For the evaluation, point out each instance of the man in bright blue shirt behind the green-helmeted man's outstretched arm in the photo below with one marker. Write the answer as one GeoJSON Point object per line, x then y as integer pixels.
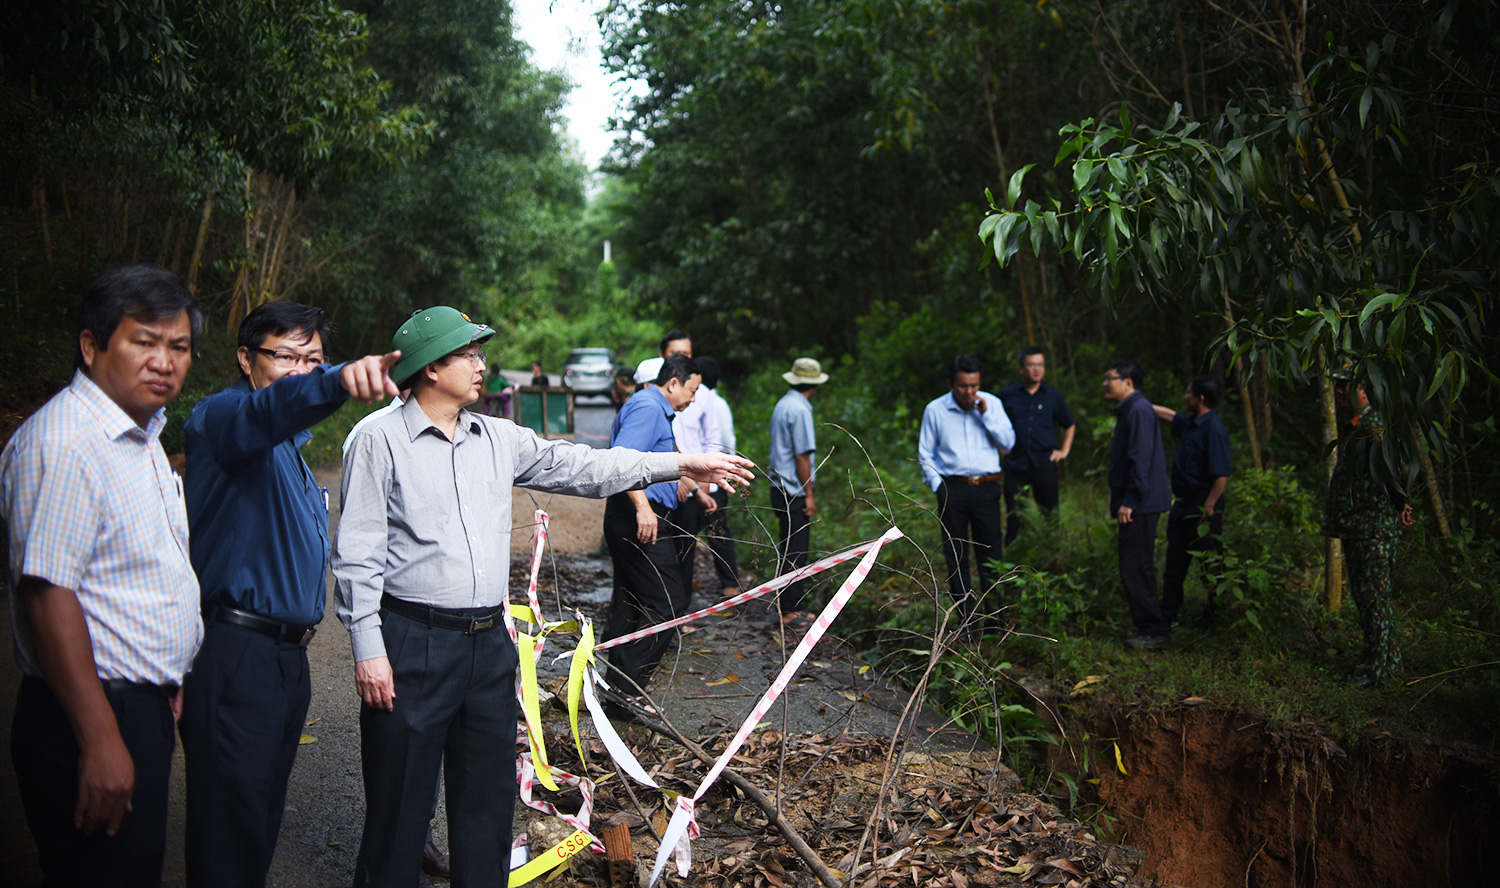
{"type": "Point", "coordinates": [641, 539]}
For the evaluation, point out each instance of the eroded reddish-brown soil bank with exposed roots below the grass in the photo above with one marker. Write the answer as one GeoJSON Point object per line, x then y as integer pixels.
{"type": "Point", "coordinates": [1220, 799]}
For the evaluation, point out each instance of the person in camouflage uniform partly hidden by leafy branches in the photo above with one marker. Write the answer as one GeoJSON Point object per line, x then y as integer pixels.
{"type": "Point", "coordinates": [1367, 517]}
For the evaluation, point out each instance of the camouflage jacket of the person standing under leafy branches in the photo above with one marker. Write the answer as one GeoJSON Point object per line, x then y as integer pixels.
{"type": "Point", "coordinates": [1358, 506]}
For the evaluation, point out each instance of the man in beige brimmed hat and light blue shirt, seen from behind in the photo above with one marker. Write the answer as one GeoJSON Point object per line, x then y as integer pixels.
{"type": "Point", "coordinates": [793, 473]}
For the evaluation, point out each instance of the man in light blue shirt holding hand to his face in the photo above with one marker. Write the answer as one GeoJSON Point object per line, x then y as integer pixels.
{"type": "Point", "coordinates": [959, 449]}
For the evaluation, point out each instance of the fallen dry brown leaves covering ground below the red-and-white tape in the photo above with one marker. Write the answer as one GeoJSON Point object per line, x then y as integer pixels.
{"type": "Point", "coordinates": [950, 821]}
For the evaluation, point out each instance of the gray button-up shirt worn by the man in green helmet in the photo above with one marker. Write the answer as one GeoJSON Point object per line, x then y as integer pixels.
{"type": "Point", "coordinates": [428, 521]}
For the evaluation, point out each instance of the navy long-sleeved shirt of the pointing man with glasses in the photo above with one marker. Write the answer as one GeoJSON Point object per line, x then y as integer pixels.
{"type": "Point", "coordinates": [259, 520]}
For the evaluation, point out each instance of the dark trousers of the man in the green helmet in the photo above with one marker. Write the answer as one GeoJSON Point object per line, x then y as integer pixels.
{"type": "Point", "coordinates": [457, 710]}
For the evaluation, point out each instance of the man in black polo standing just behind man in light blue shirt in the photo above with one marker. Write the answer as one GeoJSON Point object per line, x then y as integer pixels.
{"type": "Point", "coordinates": [1037, 410]}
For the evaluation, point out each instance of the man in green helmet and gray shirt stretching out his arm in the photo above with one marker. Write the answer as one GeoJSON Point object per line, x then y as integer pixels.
{"type": "Point", "coordinates": [422, 565]}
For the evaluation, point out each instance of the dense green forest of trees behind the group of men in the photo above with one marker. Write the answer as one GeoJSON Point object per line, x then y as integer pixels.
{"type": "Point", "coordinates": [1250, 188]}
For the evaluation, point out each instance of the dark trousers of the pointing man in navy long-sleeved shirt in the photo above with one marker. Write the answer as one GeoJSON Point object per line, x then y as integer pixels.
{"type": "Point", "coordinates": [244, 710]}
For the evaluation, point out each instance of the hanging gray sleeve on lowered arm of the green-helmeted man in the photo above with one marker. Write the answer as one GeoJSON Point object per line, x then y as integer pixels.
{"type": "Point", "coordinates": [361, 554]}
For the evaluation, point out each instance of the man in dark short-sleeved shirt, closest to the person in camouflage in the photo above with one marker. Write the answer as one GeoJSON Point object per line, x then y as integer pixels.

***

*DESCRIPTION OF THE TASK*.
In case the records contain pictures, keep those out and repeat the rest exactly.

*RESPONSE AREA*.
For the evaluation, point out each instance of the man in bright blue shirt behind the green-helmeted man's outstretched arm in the photo below with one marker. Write the answer as one GeoJSON Point object per line, x then y as integer pixels.
{"type": "Point", "coordinates": [641, 539]}
For the evaluation, point out each instance of the eroded reddish-brown soil bank with exposed roots below the grass in the photo above with one marker. Write the answer as one GeoJSON Point object per line, x then y as integer pixels.
{"type": "Point", "coordinates": [1220, 799]}
For the evaluation, point out each instance of the person in camouflage uniform partly hidden by leafy branches in the photo above with one marker. Write the answer as one GeoJSON Point object per line, x then y as integer pixels.
{"type": "Point", "coordinates": [1367, 517]}
For the evaluation, point out each instance of the camouflage jacket of the person standing under leafy branches in the photo above with one marker. Write the answer as one GeoJSON Point object per line, x then y as integer pixels.
{"type": "Point", "coordinates": [1358, 506]}
For the evaluation, point out each instance of the man in beige brimmed hat and light blue shirt, seen from behind in the photo above with one marker. Write the answer as one GeoJSON Point object per line, x then y as integer pixels.
{"type": "Point", "coordinates": [793, 473]}
For the evaluation, point out each instance of the man in light blue shirt holding hand to his face in the photo above with one marker. Write the answer as one GeoJSON Point object per line, x then y as integer pixels.
{"type": "Point", "coordinates": [959, 449]}
For the evaluation, point out each instance of the fallen dry brown leaves covering ground below the red-and-white tape in the photo above with one marker. Write the answer as one GeoJSON Point object per line, x then y as integer pixels.
{"type": "Point", "coordinates": [950, 821]}
For the evaluation, point out each instance of the gray button-up shirt worn by the man in green helmet in the photo above with one marker. Write the answer as one GeoJSON Point object per line, x then y as integer pixels.
{"type": "Point", "coordinates": [428, 521]}
For the evaluation, point out each instance of the navy long-sleeved shirt of the pointing man with glasses in the photo above with one marker. Write the answer as one GeoJSON Point object per line, x then y as integer pixels.
{"type": "Point", "coordinates": [259, 520]}
For the evaluation, point out each instance of the dark trousers of the man in the green helmet in the photo above with one marker. Write the answer as one GeoJSON Point object per line, x then y as integer pixels.
{"type": "Point", "coordinates": [457, 710]}
For the evaluation, point out each instance of the man in black polo standing just behind man in light blue shirt in the photo above with one marker. Write the answer as one GeoJSON Point object per line, x then y as integer pixels.
{"type": "Point", "coordinates": [1037, 410]}
For the evaluation, point out each instance of the man in green helmet and gray shirt stretching out his arm in the photo above with one marker. Write the answer as one GeoJSON Point object per line, x then y as integer pixels.
{"type": "Point", "coordinates": [422, 565]}
For the evaluation, point out each instance of the dense green forest of trees behind the group of men in the photo above with one marker. Write the answer as one GeoJSON Point object per line, x then y as integer pixels.
{"type": "Point", "coordinates": [1250, 188]}
For the evaluation, point out each instance of the dark trousers of the pointing man in navy long-sleeved shirt in the photo above with one marker. Write the answer as one GeoJSON Point object per line, x then y as integer pixels.
{"type": "Point", "coordinates": [244, 710]}
For the evaluation, point out each instance of the hanging gray sleeve on lowered arm of the green-helmeted man in the photo above with one marker. Write the answer as one GeoJSON Point object per line, x then y as integer pixels.
{"type": "Point", "coordinates": [361, 554]}
For the evaluation, point out each instance of the man in dark short-sleeved shirt, closest to the person in camouflage in the photo above with one marker. Write the answer as one GeoJSON Point object per line, x then y as integer pixels.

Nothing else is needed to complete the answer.